Beginning in July, the continuous cycle operation is to be completed by October 2012

LONDON, April 6 (Itar-Tass) — The European Union’s largest oil company - Anglo-Dutch Royal Dutch Shell this July will launch its first large-scale program for the Arctic oil prospecting, using deep drilling the BBC radio station reported on Friday.

The Arctic operations became possible after Royal Dutch Shell received a corresponding permit from the US Department of the Interior. It was issued after the US authorities studied the company’s plan for the liquidation of a possible emergency at the deepwater well and an oil spill in high latitudes.

Shell is a global group of energy and petrochemical companies. The company headquarters are in The Hague, the Netherlands, and its Chief Executive Officer is Peter Voser. The parent company of the Shell group is Royal Dutch Shell plc, which is incorporated in England and Wales.

According to the BBC report, US Department of the Interior obligated Royal Dutch Shell, as a condition of admission to the operations, to make calculations for an emergency three times the scope of the spring 2010 catastrophe at the British Petroleum’s Macondo field in the Gulf of Mexico.

It has become known that Royal Dutch Shell will start drilling in the Beaufort Sea north of Alaska. Beginning in July, the continuous cycle operation is to be completed by October 2012.

Last February, the Anglo-Dutch company also got permission to conduct drilling in other parts of the Arctic – in the Chukchi Sea. The company currently expects from the US authorities an environmental expertise and the approval of the program for coping with a possible oil spill at the production site.

Aim of the exercise
Translate this sentence from the article on Shell's Arctic drilling into Spanish: "Shell is a global group of energy and petrochemical companies."

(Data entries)
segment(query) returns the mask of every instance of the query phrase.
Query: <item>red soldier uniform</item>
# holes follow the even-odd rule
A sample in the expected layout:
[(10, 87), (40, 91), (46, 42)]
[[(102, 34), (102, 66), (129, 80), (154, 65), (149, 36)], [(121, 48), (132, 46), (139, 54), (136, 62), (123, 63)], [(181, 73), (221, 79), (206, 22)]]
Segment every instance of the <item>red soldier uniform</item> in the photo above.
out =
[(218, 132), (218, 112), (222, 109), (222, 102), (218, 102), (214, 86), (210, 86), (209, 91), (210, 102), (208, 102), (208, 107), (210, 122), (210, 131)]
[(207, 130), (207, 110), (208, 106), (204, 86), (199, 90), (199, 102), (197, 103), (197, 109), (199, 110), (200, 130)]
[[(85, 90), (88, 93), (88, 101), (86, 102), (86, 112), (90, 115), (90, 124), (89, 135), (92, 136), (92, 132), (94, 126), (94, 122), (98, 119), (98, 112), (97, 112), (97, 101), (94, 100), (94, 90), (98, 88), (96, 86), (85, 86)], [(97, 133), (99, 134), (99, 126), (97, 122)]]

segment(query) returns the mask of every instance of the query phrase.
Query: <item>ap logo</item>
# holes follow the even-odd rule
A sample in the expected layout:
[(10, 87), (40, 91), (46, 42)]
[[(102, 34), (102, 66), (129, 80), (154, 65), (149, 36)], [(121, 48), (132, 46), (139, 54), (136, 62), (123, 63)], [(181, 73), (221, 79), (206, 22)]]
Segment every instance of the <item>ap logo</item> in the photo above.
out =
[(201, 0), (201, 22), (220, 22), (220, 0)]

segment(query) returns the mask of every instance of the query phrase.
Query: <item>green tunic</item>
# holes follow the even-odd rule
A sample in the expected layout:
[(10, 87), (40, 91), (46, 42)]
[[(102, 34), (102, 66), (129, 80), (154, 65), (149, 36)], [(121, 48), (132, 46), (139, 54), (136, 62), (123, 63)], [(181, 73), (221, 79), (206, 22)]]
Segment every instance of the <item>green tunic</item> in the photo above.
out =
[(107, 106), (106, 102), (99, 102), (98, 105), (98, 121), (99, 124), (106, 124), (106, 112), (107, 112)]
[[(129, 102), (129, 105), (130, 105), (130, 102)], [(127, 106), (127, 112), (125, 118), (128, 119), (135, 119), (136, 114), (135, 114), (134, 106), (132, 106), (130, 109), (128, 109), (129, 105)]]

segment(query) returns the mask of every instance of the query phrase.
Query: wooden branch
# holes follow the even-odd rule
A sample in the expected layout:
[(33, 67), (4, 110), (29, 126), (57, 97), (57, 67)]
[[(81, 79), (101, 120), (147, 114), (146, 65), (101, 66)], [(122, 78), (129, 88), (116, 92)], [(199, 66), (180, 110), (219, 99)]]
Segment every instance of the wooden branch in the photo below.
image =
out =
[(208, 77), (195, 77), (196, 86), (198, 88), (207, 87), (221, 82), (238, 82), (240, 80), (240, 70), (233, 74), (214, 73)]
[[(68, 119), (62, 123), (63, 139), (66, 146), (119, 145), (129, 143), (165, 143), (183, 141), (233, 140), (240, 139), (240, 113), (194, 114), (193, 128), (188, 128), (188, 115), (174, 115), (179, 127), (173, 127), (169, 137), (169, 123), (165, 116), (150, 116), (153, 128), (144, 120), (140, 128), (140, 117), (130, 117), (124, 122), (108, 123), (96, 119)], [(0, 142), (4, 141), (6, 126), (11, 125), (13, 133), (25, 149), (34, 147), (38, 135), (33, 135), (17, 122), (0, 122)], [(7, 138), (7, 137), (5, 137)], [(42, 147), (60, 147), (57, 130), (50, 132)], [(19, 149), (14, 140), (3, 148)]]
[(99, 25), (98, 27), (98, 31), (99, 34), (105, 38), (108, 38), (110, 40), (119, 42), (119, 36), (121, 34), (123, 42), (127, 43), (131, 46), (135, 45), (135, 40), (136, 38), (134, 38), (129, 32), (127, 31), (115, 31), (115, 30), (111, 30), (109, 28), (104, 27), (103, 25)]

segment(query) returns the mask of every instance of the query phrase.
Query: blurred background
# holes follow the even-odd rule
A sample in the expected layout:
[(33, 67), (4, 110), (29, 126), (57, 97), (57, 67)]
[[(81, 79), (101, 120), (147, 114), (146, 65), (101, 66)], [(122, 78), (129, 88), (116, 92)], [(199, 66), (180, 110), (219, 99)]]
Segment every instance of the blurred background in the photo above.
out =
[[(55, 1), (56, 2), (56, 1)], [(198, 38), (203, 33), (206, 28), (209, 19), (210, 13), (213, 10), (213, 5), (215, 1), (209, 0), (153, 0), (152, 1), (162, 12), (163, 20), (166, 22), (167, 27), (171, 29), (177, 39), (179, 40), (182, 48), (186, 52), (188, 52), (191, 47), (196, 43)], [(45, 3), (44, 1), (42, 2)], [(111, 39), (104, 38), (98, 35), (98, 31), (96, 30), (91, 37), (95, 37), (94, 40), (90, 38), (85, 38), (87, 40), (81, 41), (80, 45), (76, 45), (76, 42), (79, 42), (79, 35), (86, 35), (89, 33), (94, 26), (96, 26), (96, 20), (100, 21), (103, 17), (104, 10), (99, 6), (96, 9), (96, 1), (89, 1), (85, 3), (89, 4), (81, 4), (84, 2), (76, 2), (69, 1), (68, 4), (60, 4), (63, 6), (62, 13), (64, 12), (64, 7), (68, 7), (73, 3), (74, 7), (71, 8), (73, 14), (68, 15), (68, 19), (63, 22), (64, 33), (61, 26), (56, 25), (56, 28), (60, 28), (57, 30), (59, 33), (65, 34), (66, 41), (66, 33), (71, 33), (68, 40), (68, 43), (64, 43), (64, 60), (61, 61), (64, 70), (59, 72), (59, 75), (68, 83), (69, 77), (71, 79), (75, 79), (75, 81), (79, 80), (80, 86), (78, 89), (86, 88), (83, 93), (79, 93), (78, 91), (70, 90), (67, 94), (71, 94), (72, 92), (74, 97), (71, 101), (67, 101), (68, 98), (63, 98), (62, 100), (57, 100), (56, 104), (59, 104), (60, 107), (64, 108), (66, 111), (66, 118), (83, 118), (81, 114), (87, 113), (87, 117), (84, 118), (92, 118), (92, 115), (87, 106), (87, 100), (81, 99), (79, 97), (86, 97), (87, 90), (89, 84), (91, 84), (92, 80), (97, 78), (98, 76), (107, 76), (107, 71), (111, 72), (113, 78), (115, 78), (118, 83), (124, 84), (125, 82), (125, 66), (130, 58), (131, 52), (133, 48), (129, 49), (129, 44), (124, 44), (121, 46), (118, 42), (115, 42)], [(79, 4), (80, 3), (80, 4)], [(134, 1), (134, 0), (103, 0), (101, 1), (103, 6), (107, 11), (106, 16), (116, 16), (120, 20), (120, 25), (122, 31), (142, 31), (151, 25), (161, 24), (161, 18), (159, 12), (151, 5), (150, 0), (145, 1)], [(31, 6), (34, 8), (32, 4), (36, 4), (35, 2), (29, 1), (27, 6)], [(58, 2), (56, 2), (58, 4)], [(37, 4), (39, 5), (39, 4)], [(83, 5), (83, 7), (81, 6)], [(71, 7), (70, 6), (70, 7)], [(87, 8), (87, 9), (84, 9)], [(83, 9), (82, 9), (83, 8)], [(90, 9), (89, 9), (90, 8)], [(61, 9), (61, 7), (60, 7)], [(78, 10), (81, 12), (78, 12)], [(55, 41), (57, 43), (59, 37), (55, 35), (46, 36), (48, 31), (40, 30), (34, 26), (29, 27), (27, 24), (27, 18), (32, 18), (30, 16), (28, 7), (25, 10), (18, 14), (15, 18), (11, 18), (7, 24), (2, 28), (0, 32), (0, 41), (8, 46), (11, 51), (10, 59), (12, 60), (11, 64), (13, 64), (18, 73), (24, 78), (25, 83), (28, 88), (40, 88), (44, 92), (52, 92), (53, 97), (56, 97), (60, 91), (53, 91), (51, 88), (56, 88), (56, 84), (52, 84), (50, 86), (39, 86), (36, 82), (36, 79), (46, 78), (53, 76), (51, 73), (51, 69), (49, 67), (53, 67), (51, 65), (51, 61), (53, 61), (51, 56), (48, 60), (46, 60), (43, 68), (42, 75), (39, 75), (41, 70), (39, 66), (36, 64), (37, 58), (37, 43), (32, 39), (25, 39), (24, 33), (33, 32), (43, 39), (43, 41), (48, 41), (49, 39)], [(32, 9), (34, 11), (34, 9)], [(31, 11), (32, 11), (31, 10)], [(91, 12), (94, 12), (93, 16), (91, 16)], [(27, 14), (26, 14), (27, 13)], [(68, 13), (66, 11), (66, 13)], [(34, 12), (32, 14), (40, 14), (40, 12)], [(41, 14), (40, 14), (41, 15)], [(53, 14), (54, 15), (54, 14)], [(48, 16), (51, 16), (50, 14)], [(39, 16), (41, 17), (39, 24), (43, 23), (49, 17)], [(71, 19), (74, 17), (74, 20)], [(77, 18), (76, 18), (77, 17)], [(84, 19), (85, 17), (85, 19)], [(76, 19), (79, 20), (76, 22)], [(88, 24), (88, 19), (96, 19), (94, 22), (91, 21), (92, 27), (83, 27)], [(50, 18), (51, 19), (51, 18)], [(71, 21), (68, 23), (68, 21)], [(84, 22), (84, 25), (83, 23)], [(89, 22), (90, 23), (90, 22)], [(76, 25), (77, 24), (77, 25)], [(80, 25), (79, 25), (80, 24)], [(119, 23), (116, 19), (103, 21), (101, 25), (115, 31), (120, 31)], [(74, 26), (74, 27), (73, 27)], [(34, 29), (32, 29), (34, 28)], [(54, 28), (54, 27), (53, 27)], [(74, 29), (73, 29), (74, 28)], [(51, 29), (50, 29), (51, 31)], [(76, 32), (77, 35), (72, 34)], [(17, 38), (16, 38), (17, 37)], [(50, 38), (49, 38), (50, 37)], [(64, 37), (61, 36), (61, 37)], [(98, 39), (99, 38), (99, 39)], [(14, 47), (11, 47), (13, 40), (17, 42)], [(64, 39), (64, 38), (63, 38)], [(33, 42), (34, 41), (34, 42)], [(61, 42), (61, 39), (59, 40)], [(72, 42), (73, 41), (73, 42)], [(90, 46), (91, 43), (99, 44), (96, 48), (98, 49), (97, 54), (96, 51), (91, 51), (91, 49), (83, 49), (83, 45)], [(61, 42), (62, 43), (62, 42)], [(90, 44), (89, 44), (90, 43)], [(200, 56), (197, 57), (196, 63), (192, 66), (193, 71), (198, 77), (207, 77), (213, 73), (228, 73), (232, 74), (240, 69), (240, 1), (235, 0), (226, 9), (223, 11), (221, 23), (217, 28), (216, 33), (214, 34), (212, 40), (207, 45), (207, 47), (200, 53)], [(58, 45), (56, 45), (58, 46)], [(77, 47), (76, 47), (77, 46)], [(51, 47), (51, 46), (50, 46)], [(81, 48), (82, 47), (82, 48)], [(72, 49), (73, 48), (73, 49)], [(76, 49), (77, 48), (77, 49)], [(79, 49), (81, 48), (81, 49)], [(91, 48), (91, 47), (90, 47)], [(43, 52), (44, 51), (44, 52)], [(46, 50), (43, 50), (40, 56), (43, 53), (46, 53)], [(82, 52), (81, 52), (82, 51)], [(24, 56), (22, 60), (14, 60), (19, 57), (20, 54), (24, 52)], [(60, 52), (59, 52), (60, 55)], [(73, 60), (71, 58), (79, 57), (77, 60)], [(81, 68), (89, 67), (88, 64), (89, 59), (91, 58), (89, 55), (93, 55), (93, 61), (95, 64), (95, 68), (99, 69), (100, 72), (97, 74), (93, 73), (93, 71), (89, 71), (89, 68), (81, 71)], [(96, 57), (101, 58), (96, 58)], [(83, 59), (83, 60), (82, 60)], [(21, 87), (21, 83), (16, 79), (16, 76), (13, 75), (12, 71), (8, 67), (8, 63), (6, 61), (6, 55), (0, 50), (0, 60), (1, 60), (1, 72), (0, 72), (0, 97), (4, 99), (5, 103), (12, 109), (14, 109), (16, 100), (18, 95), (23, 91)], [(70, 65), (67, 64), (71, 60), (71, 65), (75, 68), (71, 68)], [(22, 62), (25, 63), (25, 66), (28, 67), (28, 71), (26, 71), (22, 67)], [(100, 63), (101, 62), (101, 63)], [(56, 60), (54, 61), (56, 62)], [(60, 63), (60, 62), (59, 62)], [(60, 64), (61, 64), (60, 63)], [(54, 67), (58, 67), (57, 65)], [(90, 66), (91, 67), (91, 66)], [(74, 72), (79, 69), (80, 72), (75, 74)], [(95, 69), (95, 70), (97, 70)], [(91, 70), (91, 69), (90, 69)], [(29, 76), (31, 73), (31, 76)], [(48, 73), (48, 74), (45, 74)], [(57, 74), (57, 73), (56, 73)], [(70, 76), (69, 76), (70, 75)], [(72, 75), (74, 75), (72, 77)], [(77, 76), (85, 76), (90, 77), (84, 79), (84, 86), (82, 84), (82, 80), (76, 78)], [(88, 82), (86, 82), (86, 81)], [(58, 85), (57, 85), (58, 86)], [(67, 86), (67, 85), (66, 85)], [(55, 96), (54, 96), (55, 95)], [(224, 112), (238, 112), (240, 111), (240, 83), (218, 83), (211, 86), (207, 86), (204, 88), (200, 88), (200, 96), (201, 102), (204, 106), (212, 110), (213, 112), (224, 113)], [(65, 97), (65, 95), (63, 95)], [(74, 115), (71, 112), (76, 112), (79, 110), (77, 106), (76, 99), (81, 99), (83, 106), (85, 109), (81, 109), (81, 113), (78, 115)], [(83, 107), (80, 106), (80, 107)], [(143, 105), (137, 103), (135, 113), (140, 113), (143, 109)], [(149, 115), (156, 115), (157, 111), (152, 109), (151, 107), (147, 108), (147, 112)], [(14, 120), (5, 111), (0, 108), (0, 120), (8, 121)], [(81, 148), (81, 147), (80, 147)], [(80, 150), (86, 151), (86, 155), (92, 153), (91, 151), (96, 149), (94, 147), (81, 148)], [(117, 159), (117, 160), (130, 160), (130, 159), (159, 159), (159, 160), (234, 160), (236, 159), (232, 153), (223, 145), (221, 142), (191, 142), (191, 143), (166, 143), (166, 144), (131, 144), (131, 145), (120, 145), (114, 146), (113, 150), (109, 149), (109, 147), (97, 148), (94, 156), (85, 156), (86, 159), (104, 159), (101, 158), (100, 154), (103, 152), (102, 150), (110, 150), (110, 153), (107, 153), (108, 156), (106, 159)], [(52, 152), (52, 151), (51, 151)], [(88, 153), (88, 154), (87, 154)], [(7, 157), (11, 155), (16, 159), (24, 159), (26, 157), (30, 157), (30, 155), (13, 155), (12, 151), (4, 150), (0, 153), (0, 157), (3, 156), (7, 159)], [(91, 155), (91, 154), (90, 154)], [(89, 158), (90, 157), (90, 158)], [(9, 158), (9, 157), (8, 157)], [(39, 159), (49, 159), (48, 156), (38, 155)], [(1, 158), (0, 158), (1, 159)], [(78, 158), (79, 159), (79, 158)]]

Expected answer
Shell es un grupo mundial de empresas energéticas y petroquímicas.